Please recast the entries starting at the line containing "Please place a point on the snow-covered" and ending at the final line of the entries as a Markdown table with the columns Row and Line, giving each line its own numbered row. Skip blank lines, and leave the pictures out of the table.

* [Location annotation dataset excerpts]
________

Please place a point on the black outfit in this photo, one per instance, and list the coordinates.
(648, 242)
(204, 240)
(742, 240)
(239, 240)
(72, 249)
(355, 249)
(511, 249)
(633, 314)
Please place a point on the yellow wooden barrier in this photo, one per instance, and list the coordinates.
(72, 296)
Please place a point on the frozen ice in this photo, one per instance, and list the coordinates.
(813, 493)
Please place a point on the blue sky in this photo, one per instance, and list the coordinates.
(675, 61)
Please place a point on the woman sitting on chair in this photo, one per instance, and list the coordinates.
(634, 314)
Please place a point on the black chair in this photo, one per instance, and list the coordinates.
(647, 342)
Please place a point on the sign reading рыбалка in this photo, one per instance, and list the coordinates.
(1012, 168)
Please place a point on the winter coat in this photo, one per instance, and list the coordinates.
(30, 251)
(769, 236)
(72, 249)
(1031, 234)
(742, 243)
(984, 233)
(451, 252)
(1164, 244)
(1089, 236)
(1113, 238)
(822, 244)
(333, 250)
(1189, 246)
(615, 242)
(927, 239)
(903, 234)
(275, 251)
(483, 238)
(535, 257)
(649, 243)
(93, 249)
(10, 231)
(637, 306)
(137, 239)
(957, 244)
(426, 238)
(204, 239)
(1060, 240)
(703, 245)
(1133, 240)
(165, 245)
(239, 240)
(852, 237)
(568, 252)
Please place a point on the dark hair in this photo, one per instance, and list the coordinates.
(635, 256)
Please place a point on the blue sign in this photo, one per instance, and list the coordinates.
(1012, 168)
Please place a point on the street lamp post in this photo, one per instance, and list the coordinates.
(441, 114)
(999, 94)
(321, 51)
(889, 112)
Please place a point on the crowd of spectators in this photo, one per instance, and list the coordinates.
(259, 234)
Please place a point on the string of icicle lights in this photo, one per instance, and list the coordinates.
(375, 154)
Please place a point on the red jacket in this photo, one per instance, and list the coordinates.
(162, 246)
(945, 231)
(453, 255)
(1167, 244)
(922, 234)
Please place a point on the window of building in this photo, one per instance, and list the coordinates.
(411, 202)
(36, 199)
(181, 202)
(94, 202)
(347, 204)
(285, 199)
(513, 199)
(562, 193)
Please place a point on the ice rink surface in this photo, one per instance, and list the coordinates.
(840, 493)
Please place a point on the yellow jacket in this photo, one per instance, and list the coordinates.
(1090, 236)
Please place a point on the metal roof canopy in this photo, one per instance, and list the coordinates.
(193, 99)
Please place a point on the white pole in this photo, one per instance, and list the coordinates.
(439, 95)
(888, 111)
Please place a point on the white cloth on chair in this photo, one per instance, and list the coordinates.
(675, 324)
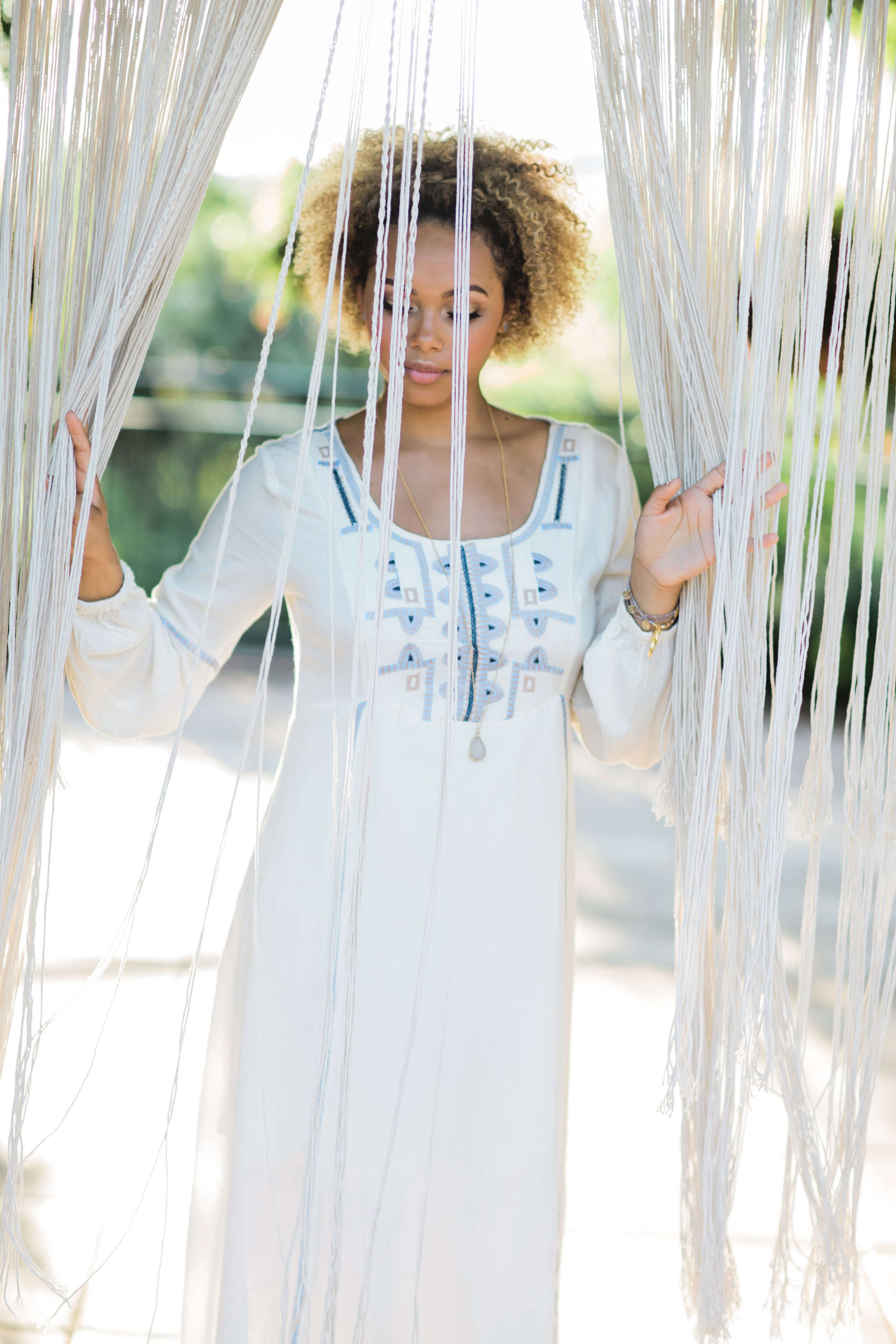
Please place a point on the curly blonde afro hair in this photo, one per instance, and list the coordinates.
(522, 209)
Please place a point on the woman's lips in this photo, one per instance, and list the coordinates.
(421, 374)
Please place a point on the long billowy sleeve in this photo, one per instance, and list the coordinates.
(131, 656)
(623, 694)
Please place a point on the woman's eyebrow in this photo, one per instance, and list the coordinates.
(448, 294)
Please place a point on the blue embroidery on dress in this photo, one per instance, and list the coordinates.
(547, 592)
(189, 644)
(537, 661)
(411, 662)
(410, 596)
(413, 611)
(477, 629)
(338, 480)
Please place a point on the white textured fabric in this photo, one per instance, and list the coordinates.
(116, 118)
(463, 1237)
(722, 134)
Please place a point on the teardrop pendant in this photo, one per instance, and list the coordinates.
(477, 749)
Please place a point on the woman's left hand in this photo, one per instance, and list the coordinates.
(675, 538)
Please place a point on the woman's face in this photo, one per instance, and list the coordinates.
(434, 314)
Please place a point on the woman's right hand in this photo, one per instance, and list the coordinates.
(101, 573)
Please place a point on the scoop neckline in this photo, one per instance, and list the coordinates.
(467, 541)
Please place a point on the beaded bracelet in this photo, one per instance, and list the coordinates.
(649, 623)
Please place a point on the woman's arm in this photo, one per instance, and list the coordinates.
(621, 698)
(131, 656)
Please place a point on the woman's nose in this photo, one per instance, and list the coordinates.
(422, 331)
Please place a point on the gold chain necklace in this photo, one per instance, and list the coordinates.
(477, 745)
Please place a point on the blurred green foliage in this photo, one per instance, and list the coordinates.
(162, 484)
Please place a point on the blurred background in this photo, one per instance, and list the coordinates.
(183, 428)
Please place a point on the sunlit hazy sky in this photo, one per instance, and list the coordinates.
(533, 80)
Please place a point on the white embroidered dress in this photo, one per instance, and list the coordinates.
(432, 1211)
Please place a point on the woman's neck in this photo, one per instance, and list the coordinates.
(433, 424)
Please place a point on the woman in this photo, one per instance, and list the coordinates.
(382, 1135)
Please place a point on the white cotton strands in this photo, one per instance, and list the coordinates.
(722, 129)
(116, 120)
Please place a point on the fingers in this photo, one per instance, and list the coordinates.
(769, 539)
(660, 498)
(714, 480)
(776, 494)
(81, 445)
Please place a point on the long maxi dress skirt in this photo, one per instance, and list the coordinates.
(382, 1131)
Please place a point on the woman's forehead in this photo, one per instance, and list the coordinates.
(434, 260)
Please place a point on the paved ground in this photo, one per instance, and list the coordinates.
(621, 1263)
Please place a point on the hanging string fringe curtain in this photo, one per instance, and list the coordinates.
(722, 131)
(116, 119)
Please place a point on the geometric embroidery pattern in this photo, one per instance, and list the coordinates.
(414, 666)
(523, 675)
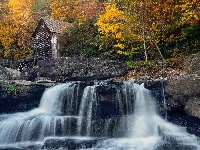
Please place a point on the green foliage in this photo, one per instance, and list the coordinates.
(13, 89)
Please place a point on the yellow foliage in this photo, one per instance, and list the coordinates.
(16, 26)
(64, 10)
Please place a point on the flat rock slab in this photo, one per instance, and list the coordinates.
(76, 68)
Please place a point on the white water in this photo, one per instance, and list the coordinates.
(146, 130)
(144, 125)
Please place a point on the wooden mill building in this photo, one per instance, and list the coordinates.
(46, 38)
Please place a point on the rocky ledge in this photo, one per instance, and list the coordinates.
(72, 68)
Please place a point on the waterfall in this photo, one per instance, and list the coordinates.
(122, 114)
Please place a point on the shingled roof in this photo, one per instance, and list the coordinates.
(54, 26)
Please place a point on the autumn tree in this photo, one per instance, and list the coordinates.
(111, 23)
(82, 38)
(16, 28)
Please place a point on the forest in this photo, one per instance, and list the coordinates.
(118, 29)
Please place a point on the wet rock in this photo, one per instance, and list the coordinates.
(70, 143)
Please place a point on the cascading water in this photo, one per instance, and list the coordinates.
(100, 116)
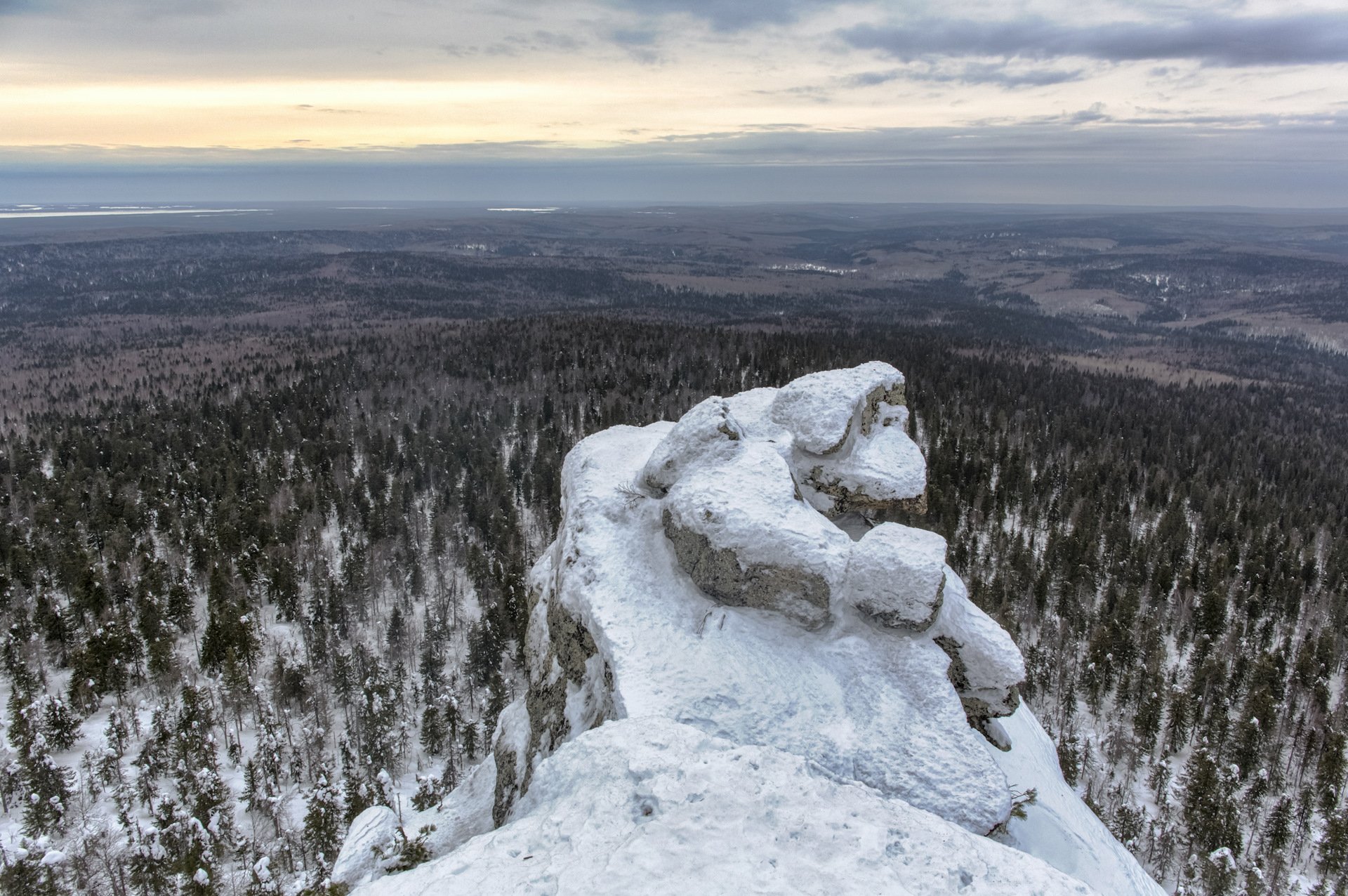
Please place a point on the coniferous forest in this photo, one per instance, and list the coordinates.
(260, 574)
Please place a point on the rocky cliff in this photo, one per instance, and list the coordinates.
(736, 659)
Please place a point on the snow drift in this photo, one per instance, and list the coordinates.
(739, 674)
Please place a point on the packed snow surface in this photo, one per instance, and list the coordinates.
(866, 705)
(652, 806)
(1059, 828)
(731, 693)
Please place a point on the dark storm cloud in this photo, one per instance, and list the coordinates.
(1293, 39)
(1195, 161)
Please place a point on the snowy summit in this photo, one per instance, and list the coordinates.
(741, 680)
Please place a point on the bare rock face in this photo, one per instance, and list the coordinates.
(743, 534)
(699, 576)
(897, 577)
(707, 433)
(824, 410)
(758, 655)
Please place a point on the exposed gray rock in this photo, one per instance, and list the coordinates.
(897, 577)
(561, 680)
(707, 433)
(746, 538)
(798, 593)
(980, 704)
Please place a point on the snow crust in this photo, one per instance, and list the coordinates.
(729, 694)
(652, 806)
(371, 838)
(821, 409)
(897, 576)
(867, 708)
(1059, 828)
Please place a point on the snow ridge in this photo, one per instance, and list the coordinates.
(741, 677)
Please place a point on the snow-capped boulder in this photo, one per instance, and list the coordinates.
(897, 576)
(986, 666)
(372, 838)
(656, 808)
(842, 434)
(741, 532)
(727, 693)
(706, 434)
(642, 638)
(821, 410)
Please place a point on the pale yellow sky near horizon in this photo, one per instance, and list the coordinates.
(242, 74)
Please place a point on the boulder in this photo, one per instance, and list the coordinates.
(821, 410)
(746, 538)
(708, 433)
(372, 840)
(897, 577)
(986, 666)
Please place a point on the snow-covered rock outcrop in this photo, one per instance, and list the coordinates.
(738, 674)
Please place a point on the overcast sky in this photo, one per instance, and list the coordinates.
(1144, 101)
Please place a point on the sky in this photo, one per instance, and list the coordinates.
(1129, 101)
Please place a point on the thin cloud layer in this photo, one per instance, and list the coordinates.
(642, 85)
(1273, 41)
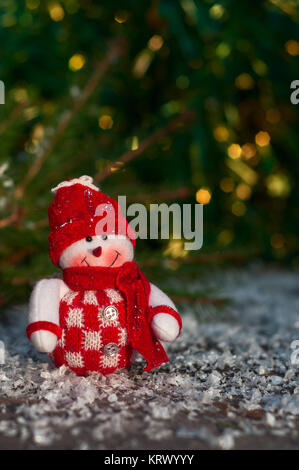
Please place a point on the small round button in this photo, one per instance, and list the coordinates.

________

* [Response to this exercise]
| Row | Line |
|---|---|
| 1 | Please place a point on the snow-covered rock outcrop in this photo, one per instance, and list the coordinates. |
| 2 | (738, 674) |
| 3 | Please place a point on the overcast sky in this photo, one per instance, and list the coordinates. |
| 4 | (1144, 101) |
| 5 | Please place a point on the sky in this photo, one per instance, and list the coordinates. |
| 6 | (1129, 101) |
| 7 | Please place a point on the thin cloud layer in this photo, one per instance, and list the coordinates. |
| 8 | (642, 85) |
| 9 | (1273, 41) |
| 10 | Please place a point on the small round button in this photo, one per instance, and list the coordinates. |